**Goal of the exercise:**
Wherever a line below holds the word "fence", copy that line.

**Exercise input:**
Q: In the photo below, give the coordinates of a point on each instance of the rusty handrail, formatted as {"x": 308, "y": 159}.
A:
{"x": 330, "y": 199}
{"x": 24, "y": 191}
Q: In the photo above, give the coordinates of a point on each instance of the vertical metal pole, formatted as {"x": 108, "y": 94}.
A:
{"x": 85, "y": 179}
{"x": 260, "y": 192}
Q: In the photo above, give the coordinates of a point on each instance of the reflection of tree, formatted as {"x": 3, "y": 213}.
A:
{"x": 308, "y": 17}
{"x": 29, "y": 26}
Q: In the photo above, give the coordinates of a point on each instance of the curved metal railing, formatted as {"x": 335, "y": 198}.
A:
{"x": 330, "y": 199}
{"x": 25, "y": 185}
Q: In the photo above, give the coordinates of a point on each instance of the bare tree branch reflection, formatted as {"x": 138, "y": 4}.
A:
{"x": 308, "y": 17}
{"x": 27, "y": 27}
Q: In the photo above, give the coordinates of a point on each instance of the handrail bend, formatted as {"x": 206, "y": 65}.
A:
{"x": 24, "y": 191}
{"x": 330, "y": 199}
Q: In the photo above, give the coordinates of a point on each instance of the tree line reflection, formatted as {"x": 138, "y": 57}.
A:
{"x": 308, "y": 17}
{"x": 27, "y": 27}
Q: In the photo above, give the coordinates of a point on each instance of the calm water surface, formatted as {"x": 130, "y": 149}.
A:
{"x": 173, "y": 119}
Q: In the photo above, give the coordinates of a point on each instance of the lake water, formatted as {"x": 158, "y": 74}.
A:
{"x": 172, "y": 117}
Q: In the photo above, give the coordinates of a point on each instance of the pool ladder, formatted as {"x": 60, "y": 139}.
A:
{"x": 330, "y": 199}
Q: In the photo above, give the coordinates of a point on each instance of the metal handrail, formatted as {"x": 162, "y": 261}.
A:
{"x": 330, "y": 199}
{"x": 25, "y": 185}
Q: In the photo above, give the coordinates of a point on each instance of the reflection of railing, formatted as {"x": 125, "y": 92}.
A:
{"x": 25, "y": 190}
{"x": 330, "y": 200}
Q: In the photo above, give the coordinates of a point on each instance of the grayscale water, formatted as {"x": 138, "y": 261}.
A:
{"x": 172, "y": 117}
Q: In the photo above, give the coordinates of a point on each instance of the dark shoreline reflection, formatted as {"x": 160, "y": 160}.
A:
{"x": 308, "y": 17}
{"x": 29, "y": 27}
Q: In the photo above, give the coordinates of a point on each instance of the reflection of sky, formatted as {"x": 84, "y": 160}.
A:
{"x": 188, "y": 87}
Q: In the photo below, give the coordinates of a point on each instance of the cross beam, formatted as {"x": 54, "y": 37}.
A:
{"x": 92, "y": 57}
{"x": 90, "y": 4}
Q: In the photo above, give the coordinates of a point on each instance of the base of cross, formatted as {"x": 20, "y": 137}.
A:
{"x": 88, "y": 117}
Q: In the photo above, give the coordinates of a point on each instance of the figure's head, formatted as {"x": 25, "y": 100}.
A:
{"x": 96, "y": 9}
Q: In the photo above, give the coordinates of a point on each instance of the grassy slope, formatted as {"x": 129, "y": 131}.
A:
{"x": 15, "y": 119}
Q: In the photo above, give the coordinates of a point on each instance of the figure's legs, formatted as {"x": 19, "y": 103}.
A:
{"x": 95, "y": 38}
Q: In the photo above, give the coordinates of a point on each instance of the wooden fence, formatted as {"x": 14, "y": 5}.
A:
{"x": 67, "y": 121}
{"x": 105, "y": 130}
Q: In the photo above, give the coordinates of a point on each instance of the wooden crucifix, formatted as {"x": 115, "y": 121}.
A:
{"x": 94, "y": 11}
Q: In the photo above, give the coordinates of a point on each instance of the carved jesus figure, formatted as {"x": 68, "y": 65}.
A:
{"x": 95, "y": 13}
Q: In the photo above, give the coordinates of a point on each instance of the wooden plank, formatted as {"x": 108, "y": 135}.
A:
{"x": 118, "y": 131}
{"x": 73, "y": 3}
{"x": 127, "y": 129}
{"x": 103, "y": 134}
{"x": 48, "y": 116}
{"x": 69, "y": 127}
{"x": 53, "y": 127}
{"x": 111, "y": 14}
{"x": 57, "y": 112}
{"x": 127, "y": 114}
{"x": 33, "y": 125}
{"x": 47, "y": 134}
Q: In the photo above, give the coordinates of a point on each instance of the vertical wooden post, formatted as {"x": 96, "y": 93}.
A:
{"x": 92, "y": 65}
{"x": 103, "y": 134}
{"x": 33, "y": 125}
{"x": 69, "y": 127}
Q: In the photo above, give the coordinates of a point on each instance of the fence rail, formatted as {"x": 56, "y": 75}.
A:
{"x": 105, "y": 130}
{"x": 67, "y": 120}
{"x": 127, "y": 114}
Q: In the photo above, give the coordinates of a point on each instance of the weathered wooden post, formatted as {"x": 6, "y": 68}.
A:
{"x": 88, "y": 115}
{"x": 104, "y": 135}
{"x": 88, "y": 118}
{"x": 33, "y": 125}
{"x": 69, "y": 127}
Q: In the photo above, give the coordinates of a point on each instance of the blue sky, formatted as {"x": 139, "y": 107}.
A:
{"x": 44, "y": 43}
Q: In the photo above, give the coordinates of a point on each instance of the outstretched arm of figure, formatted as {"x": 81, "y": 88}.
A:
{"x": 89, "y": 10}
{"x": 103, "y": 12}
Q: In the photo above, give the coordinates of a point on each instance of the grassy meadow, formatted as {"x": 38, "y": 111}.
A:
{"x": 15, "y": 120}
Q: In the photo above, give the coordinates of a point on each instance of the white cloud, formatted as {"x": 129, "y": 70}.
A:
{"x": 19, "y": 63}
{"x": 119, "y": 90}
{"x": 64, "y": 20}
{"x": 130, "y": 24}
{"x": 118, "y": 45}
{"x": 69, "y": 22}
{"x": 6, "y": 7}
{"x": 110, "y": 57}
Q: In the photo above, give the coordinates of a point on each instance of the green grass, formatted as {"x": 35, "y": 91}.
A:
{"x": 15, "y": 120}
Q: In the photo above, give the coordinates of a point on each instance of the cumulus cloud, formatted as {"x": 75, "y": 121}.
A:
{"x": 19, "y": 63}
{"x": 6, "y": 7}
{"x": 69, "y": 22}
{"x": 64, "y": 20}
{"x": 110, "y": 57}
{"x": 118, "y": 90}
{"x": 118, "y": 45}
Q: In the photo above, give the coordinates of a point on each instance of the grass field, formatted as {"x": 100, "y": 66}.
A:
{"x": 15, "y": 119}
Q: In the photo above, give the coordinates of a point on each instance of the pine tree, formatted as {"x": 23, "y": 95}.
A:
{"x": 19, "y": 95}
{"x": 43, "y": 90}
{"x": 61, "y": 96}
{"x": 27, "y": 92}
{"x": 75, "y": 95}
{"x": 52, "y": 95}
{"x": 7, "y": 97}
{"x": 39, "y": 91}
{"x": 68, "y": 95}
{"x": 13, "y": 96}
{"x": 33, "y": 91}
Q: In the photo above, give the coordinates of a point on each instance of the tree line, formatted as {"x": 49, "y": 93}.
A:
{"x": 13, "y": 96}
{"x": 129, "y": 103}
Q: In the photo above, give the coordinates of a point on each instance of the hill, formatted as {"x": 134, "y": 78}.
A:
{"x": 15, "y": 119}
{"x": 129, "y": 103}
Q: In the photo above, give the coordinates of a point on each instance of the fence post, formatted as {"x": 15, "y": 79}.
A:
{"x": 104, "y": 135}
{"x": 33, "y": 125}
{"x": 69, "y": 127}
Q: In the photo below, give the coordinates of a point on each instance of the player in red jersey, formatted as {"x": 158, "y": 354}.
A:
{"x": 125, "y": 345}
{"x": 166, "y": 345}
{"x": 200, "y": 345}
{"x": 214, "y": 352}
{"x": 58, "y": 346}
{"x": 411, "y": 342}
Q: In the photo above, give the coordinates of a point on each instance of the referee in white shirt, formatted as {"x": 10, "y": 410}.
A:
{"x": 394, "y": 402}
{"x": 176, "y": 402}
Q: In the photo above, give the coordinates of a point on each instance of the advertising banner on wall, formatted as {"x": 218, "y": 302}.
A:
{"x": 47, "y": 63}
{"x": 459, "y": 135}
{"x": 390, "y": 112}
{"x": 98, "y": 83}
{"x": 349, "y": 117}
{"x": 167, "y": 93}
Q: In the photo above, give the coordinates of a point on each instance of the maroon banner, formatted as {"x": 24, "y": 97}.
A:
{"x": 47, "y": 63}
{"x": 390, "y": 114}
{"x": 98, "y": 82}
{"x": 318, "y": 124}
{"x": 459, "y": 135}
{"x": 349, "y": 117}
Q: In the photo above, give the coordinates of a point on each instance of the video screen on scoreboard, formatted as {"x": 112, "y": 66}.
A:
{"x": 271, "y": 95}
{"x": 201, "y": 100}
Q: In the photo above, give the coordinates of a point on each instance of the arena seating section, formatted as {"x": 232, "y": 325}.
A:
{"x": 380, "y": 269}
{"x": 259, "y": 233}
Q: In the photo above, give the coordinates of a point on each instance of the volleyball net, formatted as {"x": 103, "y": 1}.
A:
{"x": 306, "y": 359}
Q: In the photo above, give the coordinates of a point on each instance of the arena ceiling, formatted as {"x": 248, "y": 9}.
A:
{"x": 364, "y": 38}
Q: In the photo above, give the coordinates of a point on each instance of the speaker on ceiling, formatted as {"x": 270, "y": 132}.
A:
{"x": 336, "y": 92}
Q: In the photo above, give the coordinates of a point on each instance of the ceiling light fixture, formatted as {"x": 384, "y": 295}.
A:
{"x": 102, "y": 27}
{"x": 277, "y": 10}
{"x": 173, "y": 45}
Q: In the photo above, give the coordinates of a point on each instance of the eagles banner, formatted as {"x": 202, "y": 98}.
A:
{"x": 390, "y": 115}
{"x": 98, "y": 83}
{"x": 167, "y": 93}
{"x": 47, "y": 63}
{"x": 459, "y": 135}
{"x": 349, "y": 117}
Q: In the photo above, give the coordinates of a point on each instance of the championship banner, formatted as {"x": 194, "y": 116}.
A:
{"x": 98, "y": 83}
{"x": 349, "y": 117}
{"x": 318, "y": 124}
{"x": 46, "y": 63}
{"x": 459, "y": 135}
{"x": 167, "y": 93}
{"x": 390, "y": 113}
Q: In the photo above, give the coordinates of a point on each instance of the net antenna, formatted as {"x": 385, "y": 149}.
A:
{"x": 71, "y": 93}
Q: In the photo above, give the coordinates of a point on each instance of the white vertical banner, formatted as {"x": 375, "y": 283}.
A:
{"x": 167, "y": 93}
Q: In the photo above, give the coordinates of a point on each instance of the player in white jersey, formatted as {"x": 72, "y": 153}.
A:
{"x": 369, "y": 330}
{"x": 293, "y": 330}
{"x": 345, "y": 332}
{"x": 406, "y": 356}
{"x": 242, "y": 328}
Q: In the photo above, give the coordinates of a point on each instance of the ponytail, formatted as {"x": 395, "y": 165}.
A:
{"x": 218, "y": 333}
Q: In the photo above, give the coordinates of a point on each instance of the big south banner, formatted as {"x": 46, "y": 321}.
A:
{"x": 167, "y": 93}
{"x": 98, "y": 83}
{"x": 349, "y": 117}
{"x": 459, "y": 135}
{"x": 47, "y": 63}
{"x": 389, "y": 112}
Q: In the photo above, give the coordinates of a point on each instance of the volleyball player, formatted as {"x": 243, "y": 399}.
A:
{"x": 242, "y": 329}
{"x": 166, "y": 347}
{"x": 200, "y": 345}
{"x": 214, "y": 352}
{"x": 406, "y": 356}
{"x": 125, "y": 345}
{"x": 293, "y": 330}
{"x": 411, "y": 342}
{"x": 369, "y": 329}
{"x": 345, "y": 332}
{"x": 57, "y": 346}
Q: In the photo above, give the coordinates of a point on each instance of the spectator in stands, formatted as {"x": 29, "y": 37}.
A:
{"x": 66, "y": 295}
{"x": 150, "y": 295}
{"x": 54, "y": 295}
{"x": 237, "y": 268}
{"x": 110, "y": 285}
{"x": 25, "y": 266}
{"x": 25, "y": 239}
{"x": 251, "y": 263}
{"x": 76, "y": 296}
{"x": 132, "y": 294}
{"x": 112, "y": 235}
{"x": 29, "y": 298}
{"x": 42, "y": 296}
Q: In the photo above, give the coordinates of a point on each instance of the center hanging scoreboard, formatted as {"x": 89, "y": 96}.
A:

**Response area:**
Q: In the photo above, give the coordinates of a point on each instance of the wooden fence, formatted as {"x": 14, "y": 5}.
Q: In the photo above, give the coordinates of a point on each instance of the fence rail, formatted as {"x": 56, "y": 75}.
Q: In the photo above, give the coordinates of a point on each instance of the fence post, formatted as {"x": 15, "y": 79}.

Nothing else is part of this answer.